#### [What the exercise asks]
Print the entries that appear below, exactly as written and without their pictures.

***

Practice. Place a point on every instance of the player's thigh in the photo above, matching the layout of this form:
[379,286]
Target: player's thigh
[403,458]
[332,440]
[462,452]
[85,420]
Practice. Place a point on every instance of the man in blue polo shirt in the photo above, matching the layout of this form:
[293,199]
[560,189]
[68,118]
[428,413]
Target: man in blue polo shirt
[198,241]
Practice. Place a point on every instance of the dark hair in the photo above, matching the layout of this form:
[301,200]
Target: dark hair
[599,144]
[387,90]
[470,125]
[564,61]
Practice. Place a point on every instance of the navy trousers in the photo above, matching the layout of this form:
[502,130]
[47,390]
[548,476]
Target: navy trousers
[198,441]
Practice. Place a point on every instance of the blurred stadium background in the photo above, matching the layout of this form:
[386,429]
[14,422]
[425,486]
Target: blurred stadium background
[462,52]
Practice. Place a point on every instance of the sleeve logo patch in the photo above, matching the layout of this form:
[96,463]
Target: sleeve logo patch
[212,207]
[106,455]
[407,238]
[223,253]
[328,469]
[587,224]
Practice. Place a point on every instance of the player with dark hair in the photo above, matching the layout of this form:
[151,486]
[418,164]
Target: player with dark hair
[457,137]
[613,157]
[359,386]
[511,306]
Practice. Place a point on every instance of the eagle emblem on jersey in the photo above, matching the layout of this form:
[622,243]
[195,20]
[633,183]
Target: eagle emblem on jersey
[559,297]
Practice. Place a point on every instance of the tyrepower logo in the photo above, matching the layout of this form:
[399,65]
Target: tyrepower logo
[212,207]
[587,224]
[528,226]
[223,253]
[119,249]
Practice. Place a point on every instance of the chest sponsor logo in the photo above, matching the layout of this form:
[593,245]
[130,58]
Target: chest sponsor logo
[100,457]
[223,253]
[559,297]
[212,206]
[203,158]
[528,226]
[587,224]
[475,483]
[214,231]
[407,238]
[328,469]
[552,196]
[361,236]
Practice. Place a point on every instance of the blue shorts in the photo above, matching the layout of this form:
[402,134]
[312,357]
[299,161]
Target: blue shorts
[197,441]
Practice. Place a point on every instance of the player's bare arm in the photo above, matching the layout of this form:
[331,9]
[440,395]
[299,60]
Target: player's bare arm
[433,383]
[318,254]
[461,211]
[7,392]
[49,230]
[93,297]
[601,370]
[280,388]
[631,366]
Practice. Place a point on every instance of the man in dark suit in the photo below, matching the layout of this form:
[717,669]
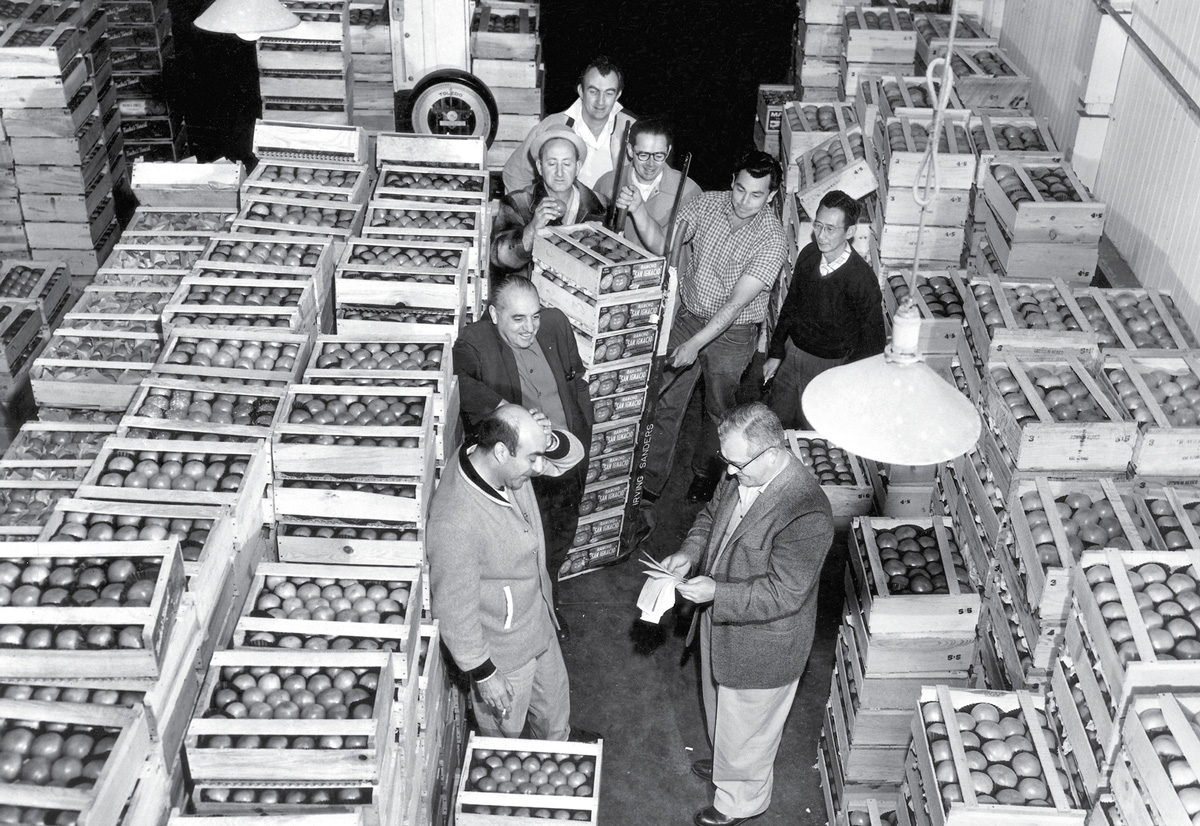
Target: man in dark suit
[526,354]
[757,548]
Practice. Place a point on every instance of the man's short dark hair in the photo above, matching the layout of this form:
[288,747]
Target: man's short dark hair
[508,286]
[839,199]
[651,126]
[759,165]
[605,66]
[497,429]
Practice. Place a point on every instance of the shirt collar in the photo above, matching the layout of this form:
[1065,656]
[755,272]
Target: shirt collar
[838,263]
[575,112]
[475,480]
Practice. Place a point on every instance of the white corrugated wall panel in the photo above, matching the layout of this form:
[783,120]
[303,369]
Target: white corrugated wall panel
[1051,41]
[1150,172]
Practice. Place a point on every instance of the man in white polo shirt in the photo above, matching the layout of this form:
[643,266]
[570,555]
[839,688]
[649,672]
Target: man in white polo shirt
[597,117]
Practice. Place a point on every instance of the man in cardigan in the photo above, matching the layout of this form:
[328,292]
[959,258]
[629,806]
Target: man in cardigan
[526,354]
[833,313]
[487,575]
[557,197]
[757,550]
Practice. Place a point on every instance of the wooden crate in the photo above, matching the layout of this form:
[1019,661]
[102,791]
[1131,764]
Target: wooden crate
[457,179]
[505,30]
[894,654]
[773,99]
[999,136]
[900,145]
[558,249]
[89,383]
[309,143]
[361,279]
[939,334]
[334,183]
[423,221]
[1042,220]
[139,419]
[43,283]
[155,622]
[954,614]
[847,501]
[1103,309]
[1051,444]
[1164,448]
[1062,810]
[313,219]
[802,130]
[439,378]
[856,177]
[985,77]
[899,96]
[934,31]
[1002,330]
[172,364]
[183,312]
[355,764]
[102,804]
[891,40]
[1047,587]
[1072,262]
[402,636]
[474,808]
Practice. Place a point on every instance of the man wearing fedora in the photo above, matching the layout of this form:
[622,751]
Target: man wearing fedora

***

#### [In response]
Practice. Place a point on every instance of the player's thigh in the photo above, matching the layout of this form:
[379,286]
Target: player's thigh
[403,458]
[332,440]
[462,452]
[85,420]
Practice. Place a point on every instance of the man in blue polo shirt in the photo above, matching the layout of this form:
[293,199]
[560,189]
[68,118]
[428,413]
Target: man in blue polo shirt
[198,241]
Practice. Place a point on every instance of the dark hair in the photo above, matching the layout of this form:
[301,200]
Target: dark hair
[599,144]
[387,90]
[470,125]
[564,61]
Practice. Place a point on every instance of the navy trousers in the photo above, matching the layout of this form:
[502,130]
[47,390]
[548,476]
Target: navy trousers
[198,441]
Practice. Place a point on every instance of the blurred stadium background in the photo above, matching the layout of this form:
[386,429]
[14,422]
[425,486]
Target: blurred stadium background
[462,52]
Practice. Place a point on every instance of the sleeve logo patch in the photo above, matching the layout of this form:
[96,463]
Target: sleeve logo patch
[212,207]
[106,455]
[407,238]
[223,253]
[328,469]
[587,224]
Practice. Place a point on every instance of the player with dark hair in the photo above, matching the layout of this form:
[151,486]
[418,164]
Target: player with dark hair
[457,137]
[613,157]
[359,386]
[511,306]
Practice. Place a point on every instance of the eagle emblem on jersey in the photo above, matching the layout of this form:
[622,243]
[195,20]
[633,183]
Target: eagle emblem on jersey
[559,297]
Practice. Place a point on every instance of the tyrepower logo in the photo above, matching the layout of this form:
[399,65]
Target: tyrepower logo
[212,207]
[587,224]
[528,226]
[223,253]
[119,249]
Practice. Place a point on every instance of the chest sponsor logo in the photo above, matching the layout of this form:
[593,245]
[130,58]
Target: chest sponsor logo
[100,457]
[223,253]
[559,297]
[212,206]
[203,158]
[528,226]
[587,224]
[475,483]
[214,231]
[407,238]
[328,469]
[552,196]
[361,236]
Practice. Place a point on every instance of the blue shorts in the photo above, matching the layout of this form:
[402,134]
[312,357]
[299,161]
Target: blue shorts
[197,441]
Practice. Place a point on every instance of the player's bare arm in the photo above, matching the layout of this form:
[331,9]
[440,395]
[299,60]
Target: player's bare arm
[433,383]
[318,254]
[461,211]
[7,392]
[49,230]
[93,297]
[601,370]
[280,388]
[631,366]
Practice. Place a point on every instance of the man in dark suit in the photo below, matching the layout of this form:
[717,669]
Target: man in dark suit
[526,354]
[757,548]
Practice. Place a point on every instance of the man's short dark hair in the photo above, matching the layout of this form:
[288,747]
Target: man's short dark hair
[508,286]
[839,199]
[651,126]
[759,165]
[605,66]
[497,429]
Practice. Place a point on every instance of the shirt collar in the photo above, matching the layout of this form:
[1065,656]
[755,272]
Target: shirt collar
[838,263]
[575,112]
[475,480]
Practice. Place a point on every instance of the white corrugated wall panel in the photo above, matching the layout of this form:
[783,120]
[303,369]
Target: white corrugated wall panel
[1051,41]
[1150,172]
Practice. Place a point on every instance of the man in white polo shirt in the photo above, matching the layout of this form:
[643,266]
[570,555]
[839,688]
[649,672]
Target: man in white polo shirt
[597,117]
Practice. Place a point on every instance of the man in cardigan in the photo above, matching the layout of this form:
[328,292]
[959,258]
[629,806]
Target: man in cardigan
[526,354]
[833,313]
[487,575]
[557,197]
[757,550]
Practice. Place a point on every instance of the wooden crate in the photo above, matching the layout of this form:
[1019,661]
[102,791]
[1131,764]
Target: wooden crate
[457,179]
[505,30]
[894,654]
[773,99]
[999,136]
[900,145]
[558,249]
[89,383]
[309,143]
[361,279]
[939,334]
[334,183]
[423,221]
[1042,220]
[139,419]
[43,283]
[155,622]
[954,614]
[847,501]
[1103,309]
[1051,444]
[1164,448]
[1062,810]
[313,219]
[802,130]
[439,378]
[856,177]
[985,77]
[899,96]
[934,31]
[1002,330]
[172,364]
[183,312]
[355,764]
[102,804]
[891,40]
[1047,587]
[1072,262]
[402,636]
[474,808]
Practice. Place a point on every instance of the man wearing fedora in the photo above, matching the layout of this form:
[622,751]
Target: man wearing fedora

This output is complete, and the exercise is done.